[SELECTED EXCERPT]

Here, the processor monitors speed, pedal torque, cadence, heart rate, and a

keyed-in "wimp factor" that expresses my subjective robustness... changing

gears to optimize the impedance match between bio-engine and wheels.



     One of my big thrills in this has always been communication, ever since

those primitive few thousand miles in 1983-4 with 300-baud acoustic cups and a

CB radio.  I've been carrying 2-meter and HF ham gear for a while -- now

there's a 10-meter rig built in to take advantage of the sunspot peak, as well

as 2-meter and 70cm multimode rigs.  An HF station is still on board with two

antenna choices -- mobile vertical and wire dipole... and there are various

links between bike and backpack, my bike and Maggie's, and so on.  But the best

part is the new OSCAR-13 station (modes B and J):  I'll be able to stop the

bike, assemble a pair of crossed-yagi beams totalling about 10 feet in length,

fire up the satellite tracker software (it calculates Keplerian elements,

inputs my location from GPS or Loran, and displays a world map showing the

bird's location, azimuth and elevation values, doppler shift, and other

parameters).  With this new satellite, I'll have a hemisphere of coverage at a

time during a half-dozen 6-hour windows a week from anywhere in the world, with

the ability to communicate via full-duplex audio under solar power.  The uplink

is about 30 watts... and the satellite's orbit takes it out to 22,000 miles at

the apogee (2.8 earth diameters).



     Let's see... what else?  Oh -- what to do with extra solar power from the

118 total watts available in full sun (almost 10 amps of 12 volts)?  Simple --

the software can either throw it into the trailer wheels for a 1/8 horsepower

boost, or use it to cool a Peltier-effect device buried in an insulated space

behind the seat.  This should have some nice effects, including cold beer in a

hot desert (one of the world's great pleasures).



     There are various standalone additions -- a miniature digital

oscilloscope, a butane soldering iron, and countless improvements to the

camping and touring gear.  But you get the idea... this system is an all-out

effort aimed at creating a self-maintaining mobile autonomous information

platform, constantly in communication with a worldwide network while freely

wandering the earth's surface and providing unlimited fun to the rider and

companions.



     And that's the kind of design spec I like.



                                * * *



     Oh.  I did mention the word "companions," didn't I?  Two things are

happening that involve other people.



     First, I've been putting the word out for a while that we're looking for a

few exceptional people to take up this life of nomadness with us.  The

responses are trickling in... a lady named Barbara is planning to travel with a

high-end graphics and video system to develop her concept for "artitorials,"

and I've been getting mail in response to a recent usenet posting.  There seems

to be a hunger for adventure afoot in the land.  If you're interested in

knowing more, email me.



     Second, the human intellects and energetic companies that are cooperating

on this new machine represent a truly dazzling resource of creative ability.

For almost six years, I've been collecting wizards... and with some of the very

best I am now forming an ad-hocracy with two linked goals:  market Winnebiko

spinoffs and take on selected consulting projects.  If this one sounds

interesting, give Nomadic Research Labs a call at 408-263-0660.



     That's enough for now.  As the months wear on and the weather turns

seductive here at the base of the Diablo Range... as the greening hills tease

me with thoughts of whistling descents and slowly changing vistas... as the

legs tense in rhythmic urgency here in my static space... I'll grow ever more

desparate for the road. It's out there, a near-infinite thing of wonder and

possibilities, unhurried, patient, waiting.  I pound away on eccentric

machinery, implementing dreams, thinking all the while of that cold beer in the

desert.  You'll be hearing from me at odd intervals:  bear with me until the

adventure toggles once again from intellectual to visceral.



     In the meantime...



                    Cheers from the lab!

[/SELECTED EXCERPT]
[DATASET EXTRACT]

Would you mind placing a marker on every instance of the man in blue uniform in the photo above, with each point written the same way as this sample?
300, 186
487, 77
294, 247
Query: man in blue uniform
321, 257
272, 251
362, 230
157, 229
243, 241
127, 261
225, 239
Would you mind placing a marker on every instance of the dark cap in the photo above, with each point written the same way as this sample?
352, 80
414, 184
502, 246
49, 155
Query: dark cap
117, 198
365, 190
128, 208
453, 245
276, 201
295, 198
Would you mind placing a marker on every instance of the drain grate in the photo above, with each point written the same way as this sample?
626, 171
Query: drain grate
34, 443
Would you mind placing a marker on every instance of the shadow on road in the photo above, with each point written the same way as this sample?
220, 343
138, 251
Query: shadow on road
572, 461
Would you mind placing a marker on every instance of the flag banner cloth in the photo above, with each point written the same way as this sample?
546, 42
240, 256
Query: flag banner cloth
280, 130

[/DATASET EXTRACT]

- [REQUIRED TASKS]:
[1] From the bicycle excerpt, set down everything from "high-end graphics and" down to "more, email me.", word for word.
[2] Using the bicycle excerpt, decide whether each statement agrees with it, answering yes or no and quoting the deciding words: (a) The satellite's orbit carries it out to 22,000 miles at the apogee. (b) The bike has 200 watts of solar power available in full sun. (c) Barbara plans to travel with a high-end graphics and video system.
[3] What phone number does the bicycle excerpt give for Nomadic Research Labs?
The records have no connection to the bicycle excerpt.

- [SOLUTIONS]:
[1]
high-end graphics and video system to develop her concept for "artitorials,"

and I've been getting mail in response to a recent usenet posting.  There seems

to be a hunger for adventure afoot in the land.  If you're interested in

knowing more, email me.

[2]
(a) Yes: "the satellite's orbit takes it out to 22,000 miles at the apogee"
(b) No: "118 total watts available in full sun"
(c) Yes: "a lady named Barbara is planning to travel with a high-end graphics and video system"

[3] 408-263-0660